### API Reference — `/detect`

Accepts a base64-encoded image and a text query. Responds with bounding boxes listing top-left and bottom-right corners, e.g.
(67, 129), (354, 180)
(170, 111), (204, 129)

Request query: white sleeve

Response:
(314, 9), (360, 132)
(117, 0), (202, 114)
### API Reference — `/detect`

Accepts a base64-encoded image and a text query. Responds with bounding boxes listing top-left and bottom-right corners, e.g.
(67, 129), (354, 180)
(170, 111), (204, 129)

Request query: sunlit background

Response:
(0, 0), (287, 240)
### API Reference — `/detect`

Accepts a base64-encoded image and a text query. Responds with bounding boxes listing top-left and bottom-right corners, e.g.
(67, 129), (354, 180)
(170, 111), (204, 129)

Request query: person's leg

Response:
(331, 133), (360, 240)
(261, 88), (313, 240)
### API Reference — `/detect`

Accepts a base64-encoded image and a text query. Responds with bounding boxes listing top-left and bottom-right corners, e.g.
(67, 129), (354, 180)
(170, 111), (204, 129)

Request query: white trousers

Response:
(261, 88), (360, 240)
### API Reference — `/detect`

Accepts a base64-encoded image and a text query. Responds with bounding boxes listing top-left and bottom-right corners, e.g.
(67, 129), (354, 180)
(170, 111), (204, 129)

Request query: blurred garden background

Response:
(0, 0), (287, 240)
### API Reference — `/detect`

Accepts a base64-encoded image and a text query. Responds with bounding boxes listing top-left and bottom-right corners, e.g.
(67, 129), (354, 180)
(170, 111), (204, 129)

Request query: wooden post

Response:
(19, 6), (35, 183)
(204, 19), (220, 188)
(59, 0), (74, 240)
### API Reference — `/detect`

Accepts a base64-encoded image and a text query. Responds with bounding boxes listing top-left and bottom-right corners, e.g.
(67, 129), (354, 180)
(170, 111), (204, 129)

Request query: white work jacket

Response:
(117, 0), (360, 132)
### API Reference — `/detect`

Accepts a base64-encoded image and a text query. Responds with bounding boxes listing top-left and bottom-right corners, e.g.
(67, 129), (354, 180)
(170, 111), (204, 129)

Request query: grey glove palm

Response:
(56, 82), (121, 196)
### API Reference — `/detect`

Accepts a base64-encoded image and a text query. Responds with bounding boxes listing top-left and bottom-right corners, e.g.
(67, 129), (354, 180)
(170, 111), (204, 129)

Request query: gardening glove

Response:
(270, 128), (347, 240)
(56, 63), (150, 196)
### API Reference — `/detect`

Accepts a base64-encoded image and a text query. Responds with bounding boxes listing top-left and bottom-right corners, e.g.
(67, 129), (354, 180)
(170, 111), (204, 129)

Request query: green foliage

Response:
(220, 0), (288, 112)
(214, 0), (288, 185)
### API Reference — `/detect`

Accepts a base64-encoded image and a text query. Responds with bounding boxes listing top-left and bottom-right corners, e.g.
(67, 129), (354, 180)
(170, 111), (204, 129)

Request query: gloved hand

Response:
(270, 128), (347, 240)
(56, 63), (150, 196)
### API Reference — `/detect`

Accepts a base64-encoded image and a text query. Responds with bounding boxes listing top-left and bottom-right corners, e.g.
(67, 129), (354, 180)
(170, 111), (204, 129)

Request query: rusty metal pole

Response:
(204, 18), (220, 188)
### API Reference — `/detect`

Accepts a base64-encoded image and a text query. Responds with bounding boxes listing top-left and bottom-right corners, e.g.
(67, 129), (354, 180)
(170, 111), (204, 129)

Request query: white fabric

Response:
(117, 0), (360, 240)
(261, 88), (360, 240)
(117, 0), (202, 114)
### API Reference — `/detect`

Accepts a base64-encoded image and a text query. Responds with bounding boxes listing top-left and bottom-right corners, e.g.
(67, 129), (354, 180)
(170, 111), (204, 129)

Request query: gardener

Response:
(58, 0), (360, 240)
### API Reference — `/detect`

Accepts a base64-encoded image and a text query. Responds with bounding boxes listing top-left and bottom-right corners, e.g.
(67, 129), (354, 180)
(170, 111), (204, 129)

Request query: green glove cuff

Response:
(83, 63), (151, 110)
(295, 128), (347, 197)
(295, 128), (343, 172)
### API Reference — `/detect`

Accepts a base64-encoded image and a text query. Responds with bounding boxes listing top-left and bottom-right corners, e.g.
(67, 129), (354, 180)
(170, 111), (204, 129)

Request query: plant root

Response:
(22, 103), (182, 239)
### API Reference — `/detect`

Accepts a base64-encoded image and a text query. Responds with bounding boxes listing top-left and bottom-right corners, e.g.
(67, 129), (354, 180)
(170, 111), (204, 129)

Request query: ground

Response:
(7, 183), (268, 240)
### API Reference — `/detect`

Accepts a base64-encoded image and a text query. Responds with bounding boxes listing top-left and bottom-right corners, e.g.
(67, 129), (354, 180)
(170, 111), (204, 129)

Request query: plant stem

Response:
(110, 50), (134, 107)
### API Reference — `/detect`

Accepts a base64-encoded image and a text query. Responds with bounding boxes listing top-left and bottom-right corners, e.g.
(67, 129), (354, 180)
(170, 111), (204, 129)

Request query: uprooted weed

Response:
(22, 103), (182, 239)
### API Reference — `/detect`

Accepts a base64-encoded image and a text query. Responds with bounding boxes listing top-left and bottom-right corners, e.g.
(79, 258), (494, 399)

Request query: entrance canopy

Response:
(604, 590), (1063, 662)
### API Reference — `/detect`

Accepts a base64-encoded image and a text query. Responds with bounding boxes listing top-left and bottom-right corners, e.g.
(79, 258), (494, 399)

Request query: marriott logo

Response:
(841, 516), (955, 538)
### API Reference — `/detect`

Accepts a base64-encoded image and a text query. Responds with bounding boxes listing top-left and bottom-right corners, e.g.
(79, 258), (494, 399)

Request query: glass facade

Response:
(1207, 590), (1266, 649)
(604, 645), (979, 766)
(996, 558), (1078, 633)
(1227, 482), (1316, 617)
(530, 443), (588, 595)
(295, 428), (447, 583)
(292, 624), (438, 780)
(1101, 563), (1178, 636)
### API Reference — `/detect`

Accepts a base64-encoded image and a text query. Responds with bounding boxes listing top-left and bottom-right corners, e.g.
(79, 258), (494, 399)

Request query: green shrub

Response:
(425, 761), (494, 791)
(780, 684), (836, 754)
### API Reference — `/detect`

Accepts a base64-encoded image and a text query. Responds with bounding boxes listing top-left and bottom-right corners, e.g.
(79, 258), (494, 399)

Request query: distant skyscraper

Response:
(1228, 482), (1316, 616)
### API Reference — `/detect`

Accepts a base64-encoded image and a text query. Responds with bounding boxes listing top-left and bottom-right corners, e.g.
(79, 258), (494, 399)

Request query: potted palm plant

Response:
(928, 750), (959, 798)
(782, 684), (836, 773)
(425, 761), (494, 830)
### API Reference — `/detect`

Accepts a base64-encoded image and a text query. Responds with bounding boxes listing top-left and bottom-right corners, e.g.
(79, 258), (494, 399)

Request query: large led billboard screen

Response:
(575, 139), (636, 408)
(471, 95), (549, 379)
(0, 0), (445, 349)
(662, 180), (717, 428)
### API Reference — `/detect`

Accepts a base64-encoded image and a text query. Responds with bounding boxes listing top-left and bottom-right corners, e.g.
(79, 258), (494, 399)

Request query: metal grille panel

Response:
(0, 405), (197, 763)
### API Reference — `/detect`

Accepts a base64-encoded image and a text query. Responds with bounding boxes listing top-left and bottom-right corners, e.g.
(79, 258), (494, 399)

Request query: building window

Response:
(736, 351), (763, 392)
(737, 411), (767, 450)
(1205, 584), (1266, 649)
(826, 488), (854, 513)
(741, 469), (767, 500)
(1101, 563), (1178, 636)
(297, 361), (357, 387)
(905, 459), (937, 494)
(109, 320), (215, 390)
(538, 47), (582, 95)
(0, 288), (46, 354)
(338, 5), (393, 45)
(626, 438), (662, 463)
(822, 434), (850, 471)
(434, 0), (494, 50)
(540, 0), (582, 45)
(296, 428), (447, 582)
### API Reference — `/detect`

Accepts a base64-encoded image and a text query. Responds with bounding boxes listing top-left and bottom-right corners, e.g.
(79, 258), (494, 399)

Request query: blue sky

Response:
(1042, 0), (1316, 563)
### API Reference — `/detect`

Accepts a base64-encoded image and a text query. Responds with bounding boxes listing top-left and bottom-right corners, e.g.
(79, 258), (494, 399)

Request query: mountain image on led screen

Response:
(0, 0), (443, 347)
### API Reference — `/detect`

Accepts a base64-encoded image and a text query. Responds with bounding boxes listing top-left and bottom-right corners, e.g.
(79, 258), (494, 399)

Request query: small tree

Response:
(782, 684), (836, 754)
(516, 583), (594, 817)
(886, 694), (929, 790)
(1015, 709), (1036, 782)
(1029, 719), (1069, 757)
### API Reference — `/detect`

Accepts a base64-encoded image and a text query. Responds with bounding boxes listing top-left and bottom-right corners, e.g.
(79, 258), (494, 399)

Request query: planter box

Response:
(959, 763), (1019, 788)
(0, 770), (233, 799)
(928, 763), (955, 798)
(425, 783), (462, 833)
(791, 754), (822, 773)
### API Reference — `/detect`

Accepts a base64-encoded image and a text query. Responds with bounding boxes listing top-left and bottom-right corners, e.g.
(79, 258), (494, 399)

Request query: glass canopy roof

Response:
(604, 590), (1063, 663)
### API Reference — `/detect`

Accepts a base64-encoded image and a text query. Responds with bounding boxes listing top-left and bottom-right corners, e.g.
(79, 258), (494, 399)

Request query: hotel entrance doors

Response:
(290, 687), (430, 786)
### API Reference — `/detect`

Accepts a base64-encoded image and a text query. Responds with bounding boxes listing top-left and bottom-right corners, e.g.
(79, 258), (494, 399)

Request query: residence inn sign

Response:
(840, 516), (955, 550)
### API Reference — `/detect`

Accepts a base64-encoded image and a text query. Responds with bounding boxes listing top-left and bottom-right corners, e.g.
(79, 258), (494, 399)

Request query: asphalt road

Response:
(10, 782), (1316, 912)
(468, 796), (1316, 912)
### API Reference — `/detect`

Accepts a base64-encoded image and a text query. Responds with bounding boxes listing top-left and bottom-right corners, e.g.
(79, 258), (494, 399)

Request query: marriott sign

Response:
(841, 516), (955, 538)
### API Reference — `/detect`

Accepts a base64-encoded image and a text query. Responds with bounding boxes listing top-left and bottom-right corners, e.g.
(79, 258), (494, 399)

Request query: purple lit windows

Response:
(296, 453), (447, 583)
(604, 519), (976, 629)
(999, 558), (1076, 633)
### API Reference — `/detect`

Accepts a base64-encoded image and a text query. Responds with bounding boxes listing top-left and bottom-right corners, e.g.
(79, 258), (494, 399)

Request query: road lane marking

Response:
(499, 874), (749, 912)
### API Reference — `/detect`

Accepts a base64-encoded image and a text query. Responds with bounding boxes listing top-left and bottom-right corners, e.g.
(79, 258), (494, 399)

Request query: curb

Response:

What to do:
Which lines in the records above contain the word "entrance", counting only matches with the same case? Collect every such line and copy it out in full.

Full answer:
Request query: entrance canopy
Request query: hotel entrance doors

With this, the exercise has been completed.